### EXTRACT PROVIDED
+===+
Miller, 43, of Ukiah, is accused of leaning out the passenger window of a speeding car and shooting at a pursuing deputy's vehicle. Miller was one of two passengers in the fleeing '95 Thunderbird driven by his pal, Christopher Skaggs. The other passenger was Skaggs' love interest, Miss Tracy Cox, a young woman with a history, as the Victorians might say.
Miller is charged with attempted murder, assault with a firearm, first-degree burglary and special allegations of having served prior prison terms and having two prior strikes under California's Three Strikes law.
DA David Eyster is prosecuting Miller. He put the case this way to the jury: “You're going to see six muzzle flashes coming back at the deputy. The deputy will tell you that was not an expected thing; he was scared.”
In other words, Miller is looking at spending the rest of his life in prison.
Miller and Skaggs big night doesn't seem to have been well thought out.
Skaggs was driving on South State Street when he was pulled over by Deputy Darren Brewster for expired registration tabs. When the deputy began asking questions that Skaggs had no answers for, Skaggs took off, careening full speed up the Boonville Road, the intrepid Brewster on his tail until, on a long turn offering a clear field of fire at Brewster's hot pursuit, Miller allegedly leaned out the passenger window and cranked off a number of shots at Brewster, managing to hit Brewster's radiator, and stopping Brewster's pursuit two miles up the Ukiah-Boonville Road.
+===+
Reproduce the passage of the court report between "Miller, 43, of" and "Victorians might say.", inclusive. This material was taken from a different source than the text.

(Dataset rows)
+===+
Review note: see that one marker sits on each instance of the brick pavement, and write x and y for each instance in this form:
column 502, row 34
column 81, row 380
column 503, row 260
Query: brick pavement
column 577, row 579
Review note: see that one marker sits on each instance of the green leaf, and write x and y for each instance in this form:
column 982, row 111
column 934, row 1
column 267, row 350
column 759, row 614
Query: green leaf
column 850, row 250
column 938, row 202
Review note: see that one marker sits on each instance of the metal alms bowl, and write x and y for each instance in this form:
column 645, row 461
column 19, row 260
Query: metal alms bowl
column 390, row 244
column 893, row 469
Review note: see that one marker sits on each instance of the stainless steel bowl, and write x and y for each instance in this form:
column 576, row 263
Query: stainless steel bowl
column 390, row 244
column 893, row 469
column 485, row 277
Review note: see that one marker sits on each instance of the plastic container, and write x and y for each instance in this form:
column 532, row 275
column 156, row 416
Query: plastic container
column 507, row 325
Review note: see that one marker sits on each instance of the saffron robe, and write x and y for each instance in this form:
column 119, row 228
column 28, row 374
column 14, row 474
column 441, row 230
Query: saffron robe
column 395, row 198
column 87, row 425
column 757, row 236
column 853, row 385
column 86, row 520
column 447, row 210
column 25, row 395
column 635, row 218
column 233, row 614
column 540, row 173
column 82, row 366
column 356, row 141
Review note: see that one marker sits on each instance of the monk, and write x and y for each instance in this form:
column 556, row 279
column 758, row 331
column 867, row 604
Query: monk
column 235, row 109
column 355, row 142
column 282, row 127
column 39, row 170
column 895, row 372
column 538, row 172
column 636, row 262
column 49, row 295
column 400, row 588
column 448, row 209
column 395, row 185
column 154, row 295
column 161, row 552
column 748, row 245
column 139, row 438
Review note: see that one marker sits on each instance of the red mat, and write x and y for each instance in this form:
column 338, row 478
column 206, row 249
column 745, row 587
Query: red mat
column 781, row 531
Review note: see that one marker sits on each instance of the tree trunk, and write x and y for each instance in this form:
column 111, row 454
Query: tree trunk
+===+
### OUTPUT FOR THIS TASK
Miller, 43, of Ukiah, is accused of leaning out the passenger window of a speeding car and shooting at a pursuing deputy's vehicle. Miller was one of two passengers in the fleeing '95 Thunderbird driven by his pal, Christopher Skaggs. The other passenger was Skaggs' love interest, Miss Tracy Cox, a young woman with a history, as the Victorians might say.